=== THE REQUEST ===
Every entry must be echoed exactly.

[Records from a collection]
## START
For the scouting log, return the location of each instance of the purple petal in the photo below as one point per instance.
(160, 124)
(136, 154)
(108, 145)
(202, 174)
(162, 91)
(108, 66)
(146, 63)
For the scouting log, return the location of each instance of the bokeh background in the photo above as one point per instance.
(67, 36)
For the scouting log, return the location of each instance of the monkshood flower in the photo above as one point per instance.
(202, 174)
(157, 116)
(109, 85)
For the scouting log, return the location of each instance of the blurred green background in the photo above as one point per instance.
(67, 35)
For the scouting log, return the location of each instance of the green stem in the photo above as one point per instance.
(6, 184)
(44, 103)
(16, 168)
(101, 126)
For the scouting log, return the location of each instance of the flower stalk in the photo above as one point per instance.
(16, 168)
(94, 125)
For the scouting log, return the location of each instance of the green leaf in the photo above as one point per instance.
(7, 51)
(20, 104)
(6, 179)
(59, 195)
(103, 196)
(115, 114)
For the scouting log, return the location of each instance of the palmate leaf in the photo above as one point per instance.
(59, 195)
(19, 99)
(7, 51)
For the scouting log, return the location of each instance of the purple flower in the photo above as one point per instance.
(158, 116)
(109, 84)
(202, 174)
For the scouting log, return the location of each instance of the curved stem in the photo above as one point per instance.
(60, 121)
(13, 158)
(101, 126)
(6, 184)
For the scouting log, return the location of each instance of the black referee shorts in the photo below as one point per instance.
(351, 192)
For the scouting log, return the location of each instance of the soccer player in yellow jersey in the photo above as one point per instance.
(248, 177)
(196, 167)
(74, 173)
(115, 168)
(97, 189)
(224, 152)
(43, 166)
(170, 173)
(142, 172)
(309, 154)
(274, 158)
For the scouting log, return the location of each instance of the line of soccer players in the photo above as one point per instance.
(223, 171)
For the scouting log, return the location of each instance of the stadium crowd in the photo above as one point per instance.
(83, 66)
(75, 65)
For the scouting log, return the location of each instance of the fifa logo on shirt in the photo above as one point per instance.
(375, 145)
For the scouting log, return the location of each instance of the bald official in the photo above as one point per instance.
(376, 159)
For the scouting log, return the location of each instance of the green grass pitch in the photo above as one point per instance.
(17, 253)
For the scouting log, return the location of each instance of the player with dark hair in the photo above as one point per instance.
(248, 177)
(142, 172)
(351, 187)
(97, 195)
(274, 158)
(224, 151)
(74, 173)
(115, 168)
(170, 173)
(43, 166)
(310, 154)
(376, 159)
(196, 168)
## END
=== EXPECTED ANSWER ===
For the scouting log, return the location of each instance of the purple petal in the photo below as one point per instance.
(160, 124)
(136, 154)
(108, 145)
(202, 174)
(162, 91)
(108, 66)
(146, 63)
For the scouting log, return the location of each instance of the bokeh background in the photo above as one point per instance.
(67, 36)
For the scouting log, return the location of each instance of the monkshood flower in the photo above as one point per instance.
(202, 174)
(157, 116)
(109, 85)
For the scouting log, return the location of each instance of the blurred green background in the photo above as one point per instance.
(67, 35)
For the scouting log, return the location of each instance of the green stem in the photo above as one point per instance.
(6, 184)
(44, 103)
(16, 168)
(101, 126)
For the scouting log, return the location of each instance of the flower stalk in the photo above as one point per instance.
(16, 168)
(94, 125)
For the scouting log, return the location of each instance of the green leaf in the photo above as one point per instance.
(7, 51)
(20, 104)
(6, 179)
(59, 195)
(103, 196)
(115, 114)
For the scouting log, return the location of each instance of the palmate leaf in the photo above as one point per instance.
(59, 195)
(19, 99)
(7, 51)
For the scouting log, return the location of each instance of the purple flower in the photo above as one point per instance.
(158, 116)
(109, 84)
(202, 174)
For the scouting log, return the location of each instance of the curved stem in the photo above as one point per instance.
(60, 121)
(13, 158)
(101, 126)
(6, 184)
For the scouting log, return the location of each instance of the black referee shorts in the photo below as one point per instance.
(351, 192)
For the scouting log, return the location of each instance of the soccer player in yellow jersey in the photo above as one point per instance.
(248, 177)
(196, 167)
(74, 173)
(115, 168)
(97, 189)
(224, 152)
(43, 166)
(170, 173)
(142, 172)
(309, 154)
(274, 158)
For the scouting log, return the location of each instance of the line of soccer players in the photo above as one point per instance.
(223, 171)
For the scouting log, return the location of each instance of the stadium crowd in the photo above as one point per instance.
(83, 66)
(75, 65)
For the scouting log, return the location of each instance of the fifa logo on shirt in the photo above as one point per instance.
(375, 145)
For the scouting log, return the location of each instance of the bald official in the photo above as one point per instance.
(376, 159)
For the scouting log, return the location of each instance of the green grass pitch in the photo above as one point per instance.
(17, 253)
For the scouting log, return the location of each instance of the player with dark hair in the photo above as one point per instance.
(248, 177)
(142, 172)
(351, 187)
(97, 195)
(274, 158)
(224, 151)
(74, 173)
(115, 168)
(170, 173)
(43, 166)
(310, 154)
(376, 159)
(196, 168)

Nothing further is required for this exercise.